Entries from a point annotation set:
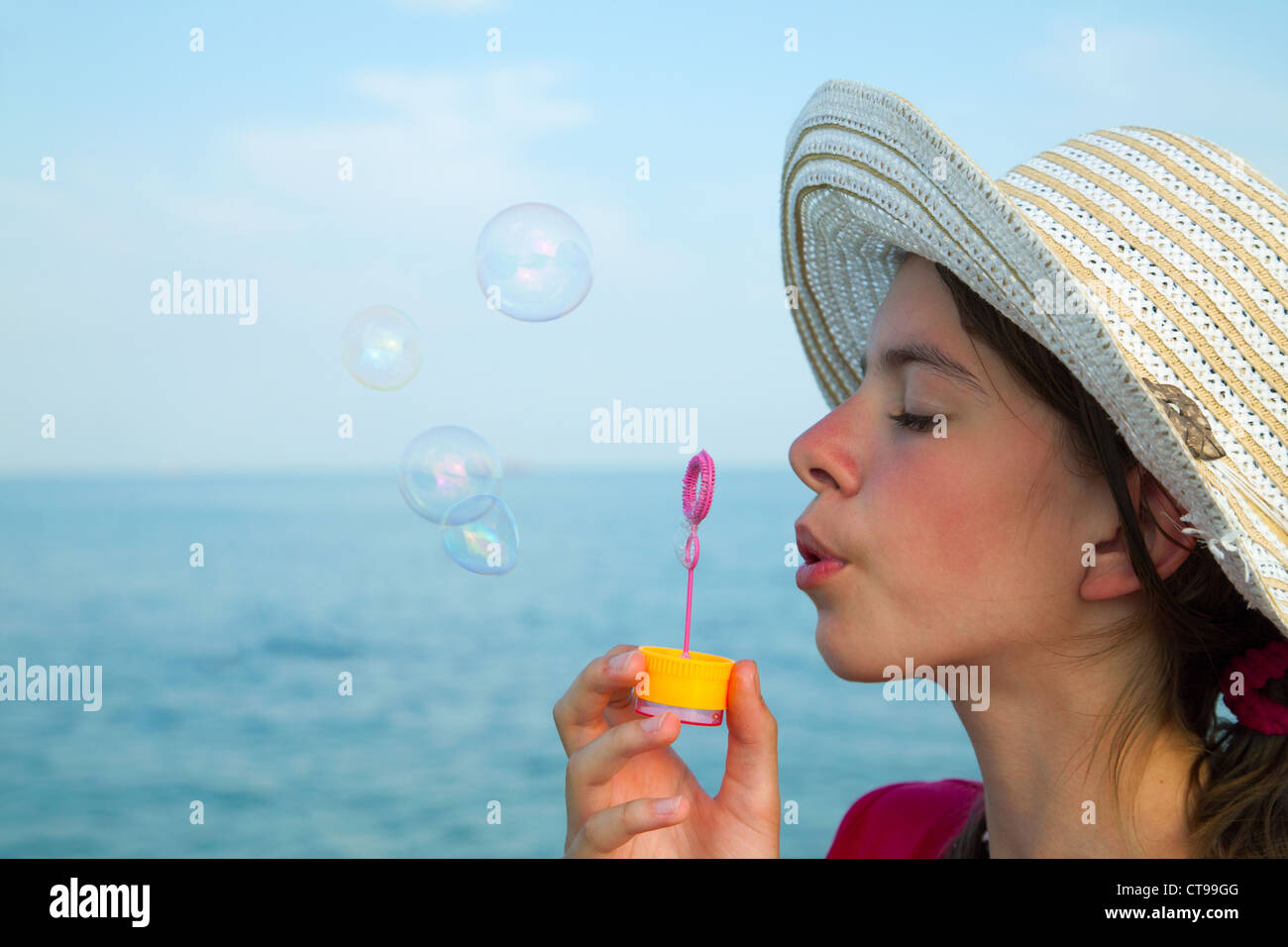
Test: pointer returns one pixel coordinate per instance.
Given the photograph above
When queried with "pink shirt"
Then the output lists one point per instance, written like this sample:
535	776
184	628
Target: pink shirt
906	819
--
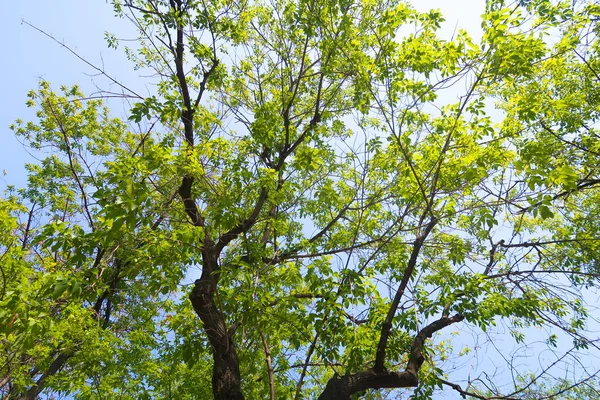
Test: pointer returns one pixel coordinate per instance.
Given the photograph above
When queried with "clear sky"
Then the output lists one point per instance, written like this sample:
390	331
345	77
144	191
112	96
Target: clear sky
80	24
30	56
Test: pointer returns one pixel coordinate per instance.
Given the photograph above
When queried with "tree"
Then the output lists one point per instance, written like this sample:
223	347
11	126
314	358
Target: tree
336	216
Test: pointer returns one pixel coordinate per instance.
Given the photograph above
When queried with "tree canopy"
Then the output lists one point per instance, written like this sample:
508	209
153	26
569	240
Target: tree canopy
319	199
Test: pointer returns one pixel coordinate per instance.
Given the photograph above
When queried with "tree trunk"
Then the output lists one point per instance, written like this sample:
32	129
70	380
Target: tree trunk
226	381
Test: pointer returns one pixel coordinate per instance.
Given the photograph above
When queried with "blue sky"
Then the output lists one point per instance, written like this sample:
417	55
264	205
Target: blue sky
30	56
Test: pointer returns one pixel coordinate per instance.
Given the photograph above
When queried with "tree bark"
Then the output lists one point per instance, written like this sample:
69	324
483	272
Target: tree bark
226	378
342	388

Stated problem:
Show each line of the records that contains the string "tree". Case counts.

The answer:
When queried with "tree"
Target: tree
When queried with "tree canopy"
Target: tree canopy
When queried with "tree trunk"
Target: tree trunk
When queried with "tree bark"
Target: tree bark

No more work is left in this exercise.